### REQUIREMENT:
Word for word, retype the lines from the one containing "Screen reader assistance requested. Where is the wheel" to the last line of the data below, both ends included.

Records contained in a dataset
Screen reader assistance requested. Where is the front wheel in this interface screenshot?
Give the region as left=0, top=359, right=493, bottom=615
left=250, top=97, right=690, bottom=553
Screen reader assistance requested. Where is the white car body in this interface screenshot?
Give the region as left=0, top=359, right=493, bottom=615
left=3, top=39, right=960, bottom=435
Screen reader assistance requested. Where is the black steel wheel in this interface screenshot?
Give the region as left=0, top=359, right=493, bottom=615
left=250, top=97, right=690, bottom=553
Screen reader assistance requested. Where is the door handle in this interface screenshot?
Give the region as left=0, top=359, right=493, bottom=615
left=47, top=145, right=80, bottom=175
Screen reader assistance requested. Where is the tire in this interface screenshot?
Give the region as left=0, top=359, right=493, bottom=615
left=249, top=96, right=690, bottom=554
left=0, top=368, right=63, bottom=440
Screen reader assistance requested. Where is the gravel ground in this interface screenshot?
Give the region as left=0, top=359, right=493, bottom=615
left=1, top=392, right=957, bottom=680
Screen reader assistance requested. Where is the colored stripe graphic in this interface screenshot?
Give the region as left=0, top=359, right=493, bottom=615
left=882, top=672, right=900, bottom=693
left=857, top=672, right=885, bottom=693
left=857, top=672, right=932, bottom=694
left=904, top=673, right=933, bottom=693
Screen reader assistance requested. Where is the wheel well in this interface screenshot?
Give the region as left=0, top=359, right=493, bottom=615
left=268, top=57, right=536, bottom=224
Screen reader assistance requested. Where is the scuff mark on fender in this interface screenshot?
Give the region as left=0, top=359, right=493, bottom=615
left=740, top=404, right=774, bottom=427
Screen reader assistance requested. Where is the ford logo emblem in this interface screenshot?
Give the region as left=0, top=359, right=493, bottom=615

### RESPONSE TO THIS EXERCISE:
Screen reader assistance requested. Where is the wheel well in this interface screenshot?
Give the region as left=0, top=359, right=493, bottom=615
left=268, top=57, right=536, bottom=224
Screen reader assistance requested. Where is the scuff mark on fender in this interface screenshot?
Give the region as left=0, top=359, right=493, bottom=615
left=740, top=404, right=774, bottom=427
Screen reader assistance requested. Where is the ford logo emblem in this interface screenshot?
Give the region as left=0, top=359, right=493, bottom=615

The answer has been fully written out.